[Arbeitsauftrag 1]
Gib den Abschnitt des Wahlberichts, der mit den Worten „Guido Wolf punktet“ beginnt und mit „ihre Stimme gaben.“ endet, noch einmal wieder. Benenne darin „FDP“ in „Freie Demokratische Partei“ um.

[Lesetext]
________________________________________

Guido Wolf punktet im südlichen Landkreis
Jens Metzger liegt nur in zwei Gemeinden vorn – Insgeheimer Wahlsieger ist die FDP
(ale) - In zwölf der 14 Städte und Gemeinden im südlichen Landkreis Tuttlingen heißt der Sieger der Wahl: Guido Wolf (CDU). Das vorläufige Ergebnis ist zwar eindeutig, doch aus Sicht der CDU wohl nicht ausschließlich Grund zur Freude. Denn vielerorts hat die Partei Stimmen verloren. Auch SPD und AfD schnitten im Vergleich zu 2016 tendenziell schlechter ab. Zulegen konnten hingegen die Grünen und – besonders deutlich – die FDP, die damit wohl als insgeheimer Sieger der Wahl gelten dürfte. Gewachsen ist auch der Anteil der Wähler, die einer kleineren Partei ihre Stimme gaben.
Nur in Neuhausen ob Eck und Mühlheim konnte Jens Metzger mit 29,94 (Neuhausen) beziehungsweise 31,74 (Mühlheim) Prozent für die Grünen mehr Stimmen einholen als Guido Wolf für die CDU. Dieser erzielte in Buchheim das beste Ergebnis: 38,69 Prozent der Wahlberechtigten stimmten dort für den CDUKandidaten. Gleichzeitig ist es die Gemeinde Buchheim, in der Wolf am deutlichsten an Prozentpunkten verlor: Denn 2016 hatten ihm noch 53,4 Prozent der Buchheimer Wähler ihr Vertrauen ausgesprochen. Die Verluste in den anderen Gemeinden sind zwar weniger deutlich als in Buchheim, aber dennoch spürbar. In Seitingen-Oberflacht beispielsweise fiel die CDU von 39,1 Prozent im Jahr 2016 auf 31,54 Prozent, in Irndorf von 40,7 auf 35,17 und in Immendingen von 34,7 auf 30,1. Prozentpunkte gutmachen konnte Wolf lediglich in Fridingen, wo er 35,7 Prozent der Stimmen erhielt und damit 7,6 Prozentpunkte mehr als 2016.
Grünen-Kandidat Jens Metzger konnte sich zwar nur in zwei Südkreis-Gemeinden gegen Wolf behaupten, die Ergebnisse seiner Partei hielt er im Vergleich zu 2016 jedoch auf recht konstantem Level. Deutliche Einbußen gab es zwar in Fridingen, dort verloren die Grünen rund zehn Prozentpunkte. Auch in Emmingen-Liptingen, Irndorf, Renquishausen und Kolbingen schnitten die Grünen schlechter ab als bei der Landtagswahl 2016. In einigen anderen Gemeinden konnte Metzger das Ergebnis der Grünen hingegen leicht verbessern. Alles in allem sichert er sich hinter Wolf durchgehend das zweitbeste Wahlergebnis.

________________________________________

[Gespeicherte Daten]
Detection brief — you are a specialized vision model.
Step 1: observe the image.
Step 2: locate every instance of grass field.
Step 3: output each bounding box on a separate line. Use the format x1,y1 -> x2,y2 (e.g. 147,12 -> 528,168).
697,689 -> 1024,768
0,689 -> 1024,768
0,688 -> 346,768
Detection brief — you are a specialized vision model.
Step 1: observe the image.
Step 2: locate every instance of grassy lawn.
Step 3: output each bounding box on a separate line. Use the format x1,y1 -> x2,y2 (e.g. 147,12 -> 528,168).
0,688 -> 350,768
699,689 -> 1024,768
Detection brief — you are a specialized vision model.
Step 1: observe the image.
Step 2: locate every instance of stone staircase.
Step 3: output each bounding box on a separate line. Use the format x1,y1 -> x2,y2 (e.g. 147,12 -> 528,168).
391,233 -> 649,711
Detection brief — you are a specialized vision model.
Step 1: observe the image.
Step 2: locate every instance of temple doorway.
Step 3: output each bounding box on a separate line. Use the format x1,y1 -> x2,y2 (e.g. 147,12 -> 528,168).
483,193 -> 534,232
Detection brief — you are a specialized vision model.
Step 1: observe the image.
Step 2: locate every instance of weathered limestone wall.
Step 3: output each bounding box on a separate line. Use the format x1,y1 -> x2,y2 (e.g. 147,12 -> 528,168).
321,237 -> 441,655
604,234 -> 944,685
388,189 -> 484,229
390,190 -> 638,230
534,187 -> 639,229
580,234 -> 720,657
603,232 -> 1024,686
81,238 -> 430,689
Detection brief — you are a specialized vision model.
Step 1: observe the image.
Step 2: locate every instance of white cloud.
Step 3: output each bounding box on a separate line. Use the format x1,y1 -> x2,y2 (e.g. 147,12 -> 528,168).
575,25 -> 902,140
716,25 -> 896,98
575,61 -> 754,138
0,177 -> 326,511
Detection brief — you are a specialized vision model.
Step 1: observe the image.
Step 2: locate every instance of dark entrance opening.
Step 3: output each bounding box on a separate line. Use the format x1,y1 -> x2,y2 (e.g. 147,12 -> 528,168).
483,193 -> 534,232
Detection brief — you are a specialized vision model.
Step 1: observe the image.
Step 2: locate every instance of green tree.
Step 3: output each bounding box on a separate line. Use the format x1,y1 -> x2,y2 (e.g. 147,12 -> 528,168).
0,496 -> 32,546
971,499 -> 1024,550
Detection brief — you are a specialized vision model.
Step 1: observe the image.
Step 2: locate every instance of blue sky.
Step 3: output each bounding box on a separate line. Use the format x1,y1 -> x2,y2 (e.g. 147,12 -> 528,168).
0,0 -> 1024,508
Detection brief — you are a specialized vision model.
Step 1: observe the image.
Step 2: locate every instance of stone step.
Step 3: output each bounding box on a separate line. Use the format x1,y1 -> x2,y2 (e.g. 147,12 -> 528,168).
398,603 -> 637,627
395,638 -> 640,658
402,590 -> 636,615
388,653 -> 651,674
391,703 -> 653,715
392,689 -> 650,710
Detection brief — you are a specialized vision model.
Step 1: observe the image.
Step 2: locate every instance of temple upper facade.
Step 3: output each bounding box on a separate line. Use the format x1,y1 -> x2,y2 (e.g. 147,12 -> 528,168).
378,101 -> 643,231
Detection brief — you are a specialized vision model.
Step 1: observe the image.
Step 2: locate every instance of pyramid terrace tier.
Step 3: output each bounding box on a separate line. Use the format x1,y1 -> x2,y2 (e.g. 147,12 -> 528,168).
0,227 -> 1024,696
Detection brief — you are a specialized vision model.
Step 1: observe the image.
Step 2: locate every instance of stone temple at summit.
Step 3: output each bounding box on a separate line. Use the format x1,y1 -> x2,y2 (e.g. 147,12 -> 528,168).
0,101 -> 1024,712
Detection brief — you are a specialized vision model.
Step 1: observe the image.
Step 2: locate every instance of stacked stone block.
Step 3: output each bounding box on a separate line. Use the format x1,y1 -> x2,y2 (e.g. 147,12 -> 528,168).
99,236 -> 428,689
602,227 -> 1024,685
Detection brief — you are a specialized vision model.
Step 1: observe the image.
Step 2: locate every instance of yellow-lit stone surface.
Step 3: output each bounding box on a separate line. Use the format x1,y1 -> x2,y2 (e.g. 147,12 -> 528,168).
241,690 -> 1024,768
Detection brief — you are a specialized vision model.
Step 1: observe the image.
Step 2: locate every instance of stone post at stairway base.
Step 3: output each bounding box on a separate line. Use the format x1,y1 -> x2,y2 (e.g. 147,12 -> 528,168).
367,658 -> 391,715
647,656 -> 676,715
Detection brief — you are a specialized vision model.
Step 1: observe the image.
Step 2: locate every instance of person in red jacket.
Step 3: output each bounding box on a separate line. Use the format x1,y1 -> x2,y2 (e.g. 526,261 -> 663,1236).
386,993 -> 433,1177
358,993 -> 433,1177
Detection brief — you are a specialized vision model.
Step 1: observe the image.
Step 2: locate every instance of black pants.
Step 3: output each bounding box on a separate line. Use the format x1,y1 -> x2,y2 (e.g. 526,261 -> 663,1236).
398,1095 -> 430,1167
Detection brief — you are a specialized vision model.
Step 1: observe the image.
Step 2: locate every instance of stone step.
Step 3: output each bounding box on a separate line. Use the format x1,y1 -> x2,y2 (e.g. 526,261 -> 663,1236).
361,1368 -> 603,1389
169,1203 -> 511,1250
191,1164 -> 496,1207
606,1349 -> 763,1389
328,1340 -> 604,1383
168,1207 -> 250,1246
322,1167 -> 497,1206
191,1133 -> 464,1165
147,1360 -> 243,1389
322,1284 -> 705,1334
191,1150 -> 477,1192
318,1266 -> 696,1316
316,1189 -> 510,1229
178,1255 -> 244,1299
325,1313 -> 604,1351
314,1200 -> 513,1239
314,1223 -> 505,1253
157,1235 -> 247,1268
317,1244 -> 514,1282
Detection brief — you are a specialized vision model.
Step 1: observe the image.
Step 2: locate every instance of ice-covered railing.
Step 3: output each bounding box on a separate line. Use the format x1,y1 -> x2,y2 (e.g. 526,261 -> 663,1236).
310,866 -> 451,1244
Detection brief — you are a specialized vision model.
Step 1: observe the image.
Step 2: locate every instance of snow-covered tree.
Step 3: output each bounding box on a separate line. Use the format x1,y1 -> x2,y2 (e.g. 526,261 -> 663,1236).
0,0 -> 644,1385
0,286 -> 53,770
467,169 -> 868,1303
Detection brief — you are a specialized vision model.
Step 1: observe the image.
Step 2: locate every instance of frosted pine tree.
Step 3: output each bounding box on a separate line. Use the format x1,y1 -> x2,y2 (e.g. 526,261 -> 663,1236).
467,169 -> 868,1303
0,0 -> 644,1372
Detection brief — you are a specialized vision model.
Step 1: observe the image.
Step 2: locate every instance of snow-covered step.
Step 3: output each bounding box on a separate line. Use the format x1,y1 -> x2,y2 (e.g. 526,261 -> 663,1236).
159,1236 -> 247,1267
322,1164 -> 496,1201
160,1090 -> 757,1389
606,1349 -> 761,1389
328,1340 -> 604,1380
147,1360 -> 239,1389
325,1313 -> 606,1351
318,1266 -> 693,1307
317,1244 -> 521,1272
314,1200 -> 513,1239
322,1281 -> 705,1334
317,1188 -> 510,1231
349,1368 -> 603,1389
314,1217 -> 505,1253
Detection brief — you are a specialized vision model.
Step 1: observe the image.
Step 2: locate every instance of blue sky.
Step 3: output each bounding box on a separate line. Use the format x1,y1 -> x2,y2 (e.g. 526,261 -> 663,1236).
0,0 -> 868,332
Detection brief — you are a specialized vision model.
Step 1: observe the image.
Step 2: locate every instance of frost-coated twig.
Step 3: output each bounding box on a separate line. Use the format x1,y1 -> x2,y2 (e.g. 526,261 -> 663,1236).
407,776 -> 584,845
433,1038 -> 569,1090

________________________________________

[Arbeitsauftrag 2]
Zähle die Zeilen der Datensätze, in denen die Zeichenfolge „snow“ vorkommt, und gib nur die Anzahl an. Groß- und Kleinschreibung sind dabei zu beachten.

[Vollständige Lösung 1]
Guido Wolf punktet im südlichen Landkreis
Jens Metzger liegt nur in zwei Gemeinden vorn – Insgeheimer Wahlsieger ist die Freie Demokratische Partei
(ale) - In zwölf der 14 Städte und Gemeinden im südlichen Landkreis Tuttlingen heißt der Sieger der Wahl: Guido Wolf (CDU). Das vorläufige Ergebnis ist zwar eindeutig, doch aus Sicht der CDU wohl nicht ausschließlich Grund zur Freude. Denn vielerorts hat die Partei Stimmen verloren. Auch SPD und AfD schnitten im Vergleich zu 2016 tendenziell schlechter ab. Zulegen konnten hingegen die Grünen und – besonders deutlich – die Freie Demokratische Partei, die damit wohl als insgeheimer Sieger der Wahl gelten dürfte. Gewachsen ist auch der Anteil der Wähler, die einer kleineren Partei ihre Stimme gaben.

[Vollständige Lösung 2]
2